PROBLEM DETAILS. Output all of the entries below precisely as written.

* * * *

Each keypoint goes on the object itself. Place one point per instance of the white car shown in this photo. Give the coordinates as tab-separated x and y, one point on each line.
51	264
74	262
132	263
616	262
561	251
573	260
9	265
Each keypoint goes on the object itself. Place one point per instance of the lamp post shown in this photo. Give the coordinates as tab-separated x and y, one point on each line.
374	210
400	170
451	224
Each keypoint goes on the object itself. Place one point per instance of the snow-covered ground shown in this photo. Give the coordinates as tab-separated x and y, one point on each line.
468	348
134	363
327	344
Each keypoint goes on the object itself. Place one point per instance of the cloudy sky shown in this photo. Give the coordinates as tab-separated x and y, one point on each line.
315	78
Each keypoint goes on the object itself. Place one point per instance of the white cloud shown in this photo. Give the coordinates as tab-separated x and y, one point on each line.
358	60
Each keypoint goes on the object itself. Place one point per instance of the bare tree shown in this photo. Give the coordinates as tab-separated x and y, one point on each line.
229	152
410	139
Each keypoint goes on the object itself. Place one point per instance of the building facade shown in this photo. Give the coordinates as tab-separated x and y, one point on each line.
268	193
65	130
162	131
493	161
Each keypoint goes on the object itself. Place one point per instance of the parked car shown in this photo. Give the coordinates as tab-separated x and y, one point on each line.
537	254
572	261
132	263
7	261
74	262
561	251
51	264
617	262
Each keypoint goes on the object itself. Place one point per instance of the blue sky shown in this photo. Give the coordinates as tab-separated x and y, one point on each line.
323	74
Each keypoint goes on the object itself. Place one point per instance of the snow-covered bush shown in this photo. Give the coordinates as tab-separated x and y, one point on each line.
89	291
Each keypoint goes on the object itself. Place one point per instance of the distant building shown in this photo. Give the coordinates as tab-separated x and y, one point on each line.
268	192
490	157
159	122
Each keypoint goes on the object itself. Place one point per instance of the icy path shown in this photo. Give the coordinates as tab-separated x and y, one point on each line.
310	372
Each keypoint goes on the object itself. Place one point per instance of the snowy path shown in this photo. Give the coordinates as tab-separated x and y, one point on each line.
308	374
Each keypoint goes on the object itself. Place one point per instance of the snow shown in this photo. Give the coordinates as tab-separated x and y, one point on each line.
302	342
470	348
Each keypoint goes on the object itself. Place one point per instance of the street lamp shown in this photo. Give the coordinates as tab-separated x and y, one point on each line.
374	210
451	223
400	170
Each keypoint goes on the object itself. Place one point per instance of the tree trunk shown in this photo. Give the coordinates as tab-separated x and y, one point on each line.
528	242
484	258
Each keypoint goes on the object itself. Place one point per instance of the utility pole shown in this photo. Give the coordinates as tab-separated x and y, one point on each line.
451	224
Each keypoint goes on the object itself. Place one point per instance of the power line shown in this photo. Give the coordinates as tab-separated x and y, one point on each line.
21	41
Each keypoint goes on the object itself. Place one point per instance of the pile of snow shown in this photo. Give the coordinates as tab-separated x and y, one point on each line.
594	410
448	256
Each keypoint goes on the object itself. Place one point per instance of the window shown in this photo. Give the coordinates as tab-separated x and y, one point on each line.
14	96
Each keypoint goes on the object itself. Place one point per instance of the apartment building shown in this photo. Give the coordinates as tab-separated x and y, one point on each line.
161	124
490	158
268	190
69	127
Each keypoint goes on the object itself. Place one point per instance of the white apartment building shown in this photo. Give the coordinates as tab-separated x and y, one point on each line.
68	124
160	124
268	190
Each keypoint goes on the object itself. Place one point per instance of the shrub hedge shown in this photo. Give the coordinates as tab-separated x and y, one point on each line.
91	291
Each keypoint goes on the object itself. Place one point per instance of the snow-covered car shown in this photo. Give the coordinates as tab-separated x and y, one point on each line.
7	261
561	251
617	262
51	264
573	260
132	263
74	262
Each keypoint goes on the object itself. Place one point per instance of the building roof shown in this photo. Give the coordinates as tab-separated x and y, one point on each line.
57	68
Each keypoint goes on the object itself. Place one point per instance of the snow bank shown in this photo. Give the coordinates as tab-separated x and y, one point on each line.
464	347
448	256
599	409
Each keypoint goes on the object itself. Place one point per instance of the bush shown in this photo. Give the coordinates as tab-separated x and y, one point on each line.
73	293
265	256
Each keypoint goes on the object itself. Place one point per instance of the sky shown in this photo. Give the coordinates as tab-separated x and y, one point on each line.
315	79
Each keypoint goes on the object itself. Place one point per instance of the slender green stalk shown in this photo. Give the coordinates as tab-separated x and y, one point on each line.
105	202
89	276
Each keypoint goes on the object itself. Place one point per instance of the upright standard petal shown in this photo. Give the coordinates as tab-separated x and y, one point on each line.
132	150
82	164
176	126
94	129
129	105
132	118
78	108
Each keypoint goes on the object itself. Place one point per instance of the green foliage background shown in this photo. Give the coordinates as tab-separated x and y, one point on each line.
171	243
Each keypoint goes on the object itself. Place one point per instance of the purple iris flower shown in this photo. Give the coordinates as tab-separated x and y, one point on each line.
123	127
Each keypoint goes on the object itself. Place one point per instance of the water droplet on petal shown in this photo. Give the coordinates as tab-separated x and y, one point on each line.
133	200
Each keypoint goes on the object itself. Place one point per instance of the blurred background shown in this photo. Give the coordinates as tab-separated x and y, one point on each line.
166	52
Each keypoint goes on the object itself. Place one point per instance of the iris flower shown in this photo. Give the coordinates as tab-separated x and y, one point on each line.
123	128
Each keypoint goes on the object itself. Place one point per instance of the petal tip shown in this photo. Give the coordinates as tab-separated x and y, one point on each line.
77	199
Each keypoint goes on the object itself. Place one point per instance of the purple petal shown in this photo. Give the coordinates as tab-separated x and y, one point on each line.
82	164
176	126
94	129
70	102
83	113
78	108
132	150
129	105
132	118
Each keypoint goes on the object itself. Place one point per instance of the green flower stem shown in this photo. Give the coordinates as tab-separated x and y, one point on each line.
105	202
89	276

* * * *

TASK RESPONSE.
Each keypoint goes on the object itself. Place one point per instance of the white car shown in this photo. Give the coordinates as tab-separated x and y, one point on each line.
51	264
74	262
132	263
616	262
561	251
573	260
9	265
Each keypoint goes on the object itself. Place one point per instance of the lamp post shown in this photo. Give the coordinates as tab-separated x and y, one point on each line.
374	210
400	170
451	224
Each keypoint goes on the object itself. Place one point per instance of the snow-covered ground shown in this photo. Give the coordinates as tab-separated x and y, one point on each line.
468	348
134	363
327	344
Each keypoint goes on the object itself. Place one point per instance of the cloudy sky shown in this photo. Give the coordinates as tab-separated x and y, one point on each line.
315	78
Each keypoint goes on the object itself. Place one point per instance of the white cloud shown in this photo. Give the coordinates as tab-separated x and y, one point on each line.
358	60
Each keypoint goes on the object itself. Place one point per instance of the bare tree shown in this photo. Give the coordinates as tab-separated x and y, one point on each line.
229	152
410	139
Each keypoint goes on the object itself. Place one point per instance of the building facade shown in this photo. Give the coordinates as tab-separated x and y, one point on each line.
268	193
65	130
162	131
493	161
Each keypoint goes on the object itself. Place one point per instance of the parked car shown in this photo. Give the coordinates as tab-separated x and y, one point on each line.
537	254
572	261
132	263
7	261
74	262
561	251
51	264
617	262
Each keypoint goes on the object itself. Place one point per instance of the blue sky shown in this photo. Give the coordinates as tab-separated x and y, one point on each line.
323	74
Each keypoint goes on the object itself. Place one point per instance of the snow-covered bush shown in this photo. Give the coordinates as tab-separated x and y, one point on each line.
89	291
Each keypoint goes on the object itself. Place one point per instance of the distant building shown in this photo. Give the coordinates as tab-separated x and y, one point on each line.
268	192
490	157
159	122
Each keypoint goes on the object itself. Place one point per instance of the icy path shown in this photo. Give the coordinates as tab-separated x and y, one point on each line.
310	372
Each keypoint goes on the object itself. Place one point per instance of the snowy path shown in this photo. Give the coordinates as tab-separated x and y, one point on each line.
308	374
Each keypoint goes on the object itself. Place one point per instance of the snow shown in this photo. Give the coordinates as tab-separated x and y, one point on each line.
302	342
470	348
Each keypoint goes on the object itself. Place one point per instance of the street lamp shown in this photo. Give the coordinates as tab-separated x and y, one point on each line.
374	210
451	223
400	170
Each keypoint goes on the object itself. Place one point per instance of the tree trunk shown in this photo. Give the coordinates as tab-separated x and y, one point on each line.
528	242
484	258
Each keypoint goes on the object itself. Place one point per instance of the utility pole shown in this photo. Give the coordinates as tab-separated x and y, one point on each line.
451	224
Each keypoint goes on the object itself. Place one point per instance of the power line shown in this photo. Give the coordinates as tab-separated x and y, one point on each line.
21	41
Each keypoint goes on the object itself. Place one point per instance of the pile of snow shown in this photo. Give the coordinates as tab-separated x and y, one point on each line.
594	410
448	256
Each keypoint goes on the object itself. Place one point per instance of the window shown in this photo. Give the coordinates as tab-separated x and y, one point on each line.
14	96
Each keypoint goes on the object itself. Place one point per instance of the apartment building shown in this photo. Give the coordinates as tab-separated x and y, one point on each line.
161	124
490	158
268	190
69	127
Each keypoint goes on the object itself. Place one point per instance of the white apartment building shown in this photo. Give the coordinates as tab-separated x and y, one point on each line.
68	124
160	124
268	190
Each keypoint goes on the object itself. Place one point per instance of the shrub hedge shown in this photo. Give the coordinates as tab-separated x and y, one point on each line.
91	291
Each keypoint goes on the object itself. Place one point per instance of the snow-covered car shown in this photo. Give the coordinates as tab-separated x and y, one point on each line.
7	261
561	251
617	262
51	264
573	260
132	263
74	262
Each keypoint goes on the object itself. Place one point per instance of the building roof shown in this photo. Give the coordinates as tab-separated x and y, one point on each line.
57	68
Each keypoint goes on the object itself. Place one point per instance of the snow bank shown in this photo. Give the coordinates as tab-separated x and y, one point on each line.
464	347
448	256
599	409
Each keypoint goes on the object itself. Place one point per instance of the bush shown in this photo. Give the coordinates as tab-separated x and y, one point on each line.
73	293
265	256
Each keypoint goes on the object itself. Place one point per instance of the sky shown in this photo. Give the coordinates as tab-separated x and y, one point on each line.
315	79
Each keypoint goes on the object itself. Place one point per instance of the slender green stalk shown in this photo. Give the coordinates as tab-separated x and y, one point on each line.
105	202
89	276
Each keypoint goes on the object itself. Place one point per instance of the upright standard petal shown in this photo. Give the coordinates as tab-separated x and y, one point on each line.
132	150
82	164
176	126
94	129
129	105
132	118
78	108
Each keypoint goes on the object itself. Place one point per instance of the green foliage background shown in this photo. Give the coordinates as tab-separated x and y, one point on each line.
171	243
Each keypoint goes on the object itself. Place one point per instance of the purple iris flower shown in this photo. Give the coordinates as tab-separated x and y, one point on each line.
123	127
Each keypoint goes on the object itself. Place one point per instance of the water droplet on petal shown in this photo. Give the coordinates as tab-separated x and y, one point on each line.
133	200
Each keypoint goes on the object itself. Place one point per instance of the blurred background shown in this photo. Give the coordinates as tab-separated x and y, one point on each line.
166	52
Each keypoint goes on the object itself. Place one point per instance of the iris flower shown in this photo. Give the coordinates as tab-separated x and y, one point on each line.
123	128
Each keypoint goes on the object itself. Place one point per instance of the petal tip shown in this photo. Give the coordinates as tab-separated x and y, one point on each line.
77	199
Each keypoint goes on the object itself. Place one point per instance of the purple petal shown in this photo. Give the coordinates as tab-separated x and y, one point on each line.
82	164
176	126
94	129
70	102
83	113
78	108
132	150
129	105
132	118
Each keypoint goes on the object itself. Place one point per instance of the green flower stem shown in this photo. Give the coordinates as tab-separated x and y, one point on each line.
105	202
89	276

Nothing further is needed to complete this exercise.